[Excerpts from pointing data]
━━━━━━━━━━

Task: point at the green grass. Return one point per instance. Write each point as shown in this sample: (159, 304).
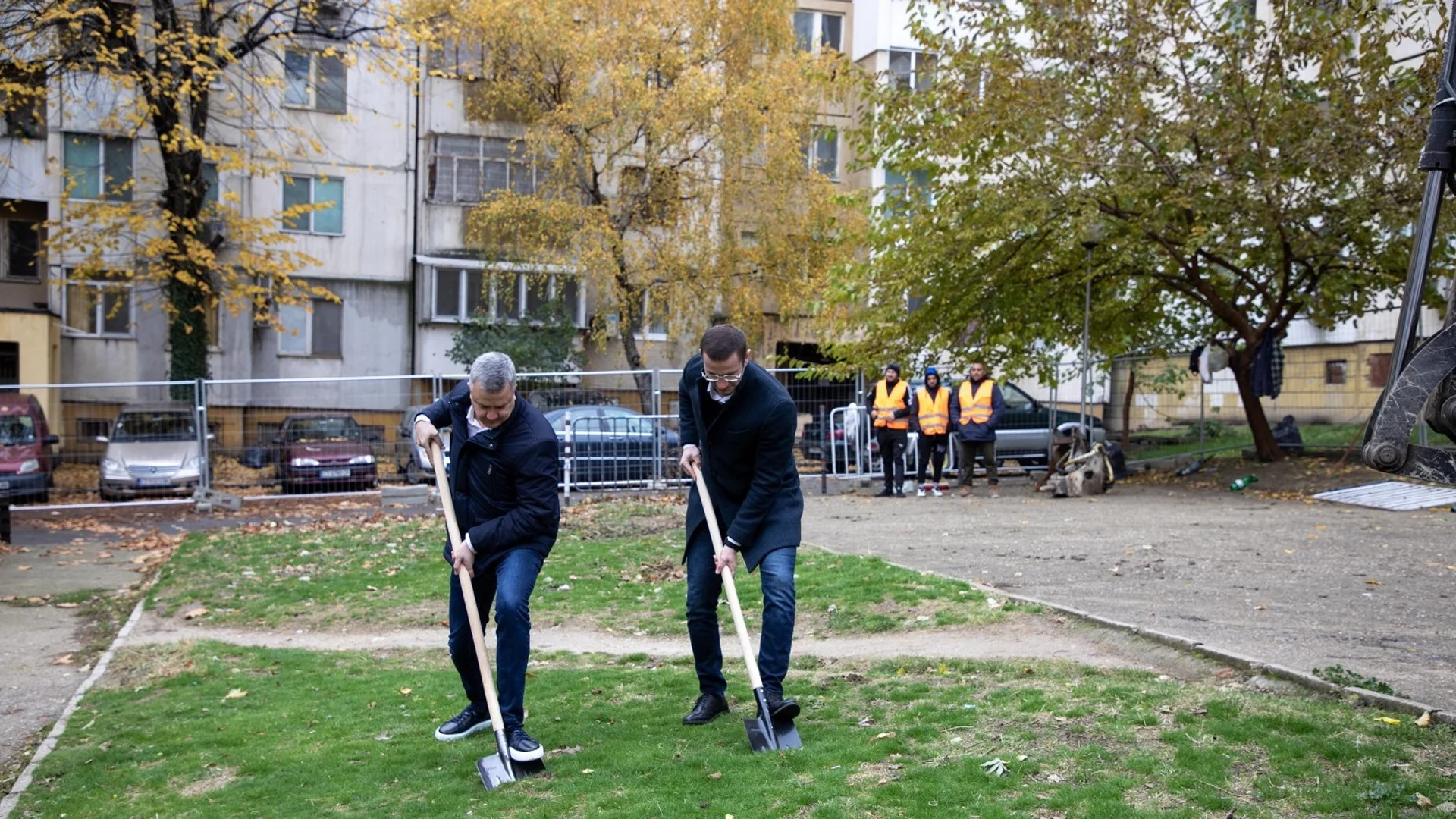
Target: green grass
(337, 733)
(615, 566)
(1185, 441)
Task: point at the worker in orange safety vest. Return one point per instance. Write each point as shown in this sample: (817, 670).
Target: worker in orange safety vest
(932, 422)
(976, 410)
(890, 411)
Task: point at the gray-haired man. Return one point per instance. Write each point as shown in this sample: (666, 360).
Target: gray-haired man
(503, 479)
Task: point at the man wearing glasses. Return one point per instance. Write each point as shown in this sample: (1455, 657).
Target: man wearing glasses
(739, 423)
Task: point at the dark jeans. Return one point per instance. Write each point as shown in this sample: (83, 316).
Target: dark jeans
(704, 586)
(510, 582)
(892, 450)
(986, 450)
(930, 452)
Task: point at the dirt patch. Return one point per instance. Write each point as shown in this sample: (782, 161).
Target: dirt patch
(218, 779)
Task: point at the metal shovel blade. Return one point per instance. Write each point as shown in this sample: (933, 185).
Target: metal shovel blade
(494, 771)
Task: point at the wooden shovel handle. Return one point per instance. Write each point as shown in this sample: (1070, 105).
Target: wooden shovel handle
(733, 592)
(466, 588)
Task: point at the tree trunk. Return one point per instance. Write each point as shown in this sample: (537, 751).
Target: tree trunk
(187, 331)
(1264, 444)
(1128, 406)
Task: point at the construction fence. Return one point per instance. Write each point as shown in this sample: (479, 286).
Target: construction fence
(617, 430)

━━━━━━━━━━

Directions for this task: Could you rewrite the data from the line with "Task: point at the dirt" up to and including the final line, requests included, offsetting every coordinate in the answers by adding 106 to each number?

Exercise answer:
Task: point at the dirt patch. Return one point per instance. Write each point as shown in this sample: (782, 161).
Target: dirt patch
(324, 885)
Task: point at the metal shovel blade. Return one point per instance. Write each point as shown in this sample: (933, 185).
Target: metal shovel blade
(600, 877)
Task: point at the wooden shovel handle. Return one point per instance. Write each point as shown in this sample: (1070, 105).
Target: wooden shovel handle
(839, 698)
(572, 694)
Task: point at the tree trunk. Return one point per instance. Write each point as shown in this sample: (537, 751).
Target: tree trunk
(293, 437)
(1370, 550)
(1234, 512)
Task: point at the construction fence. Return one point per instance. Write each point as shown in this sample: (479, 286).
Target: construction fence
(723, 536)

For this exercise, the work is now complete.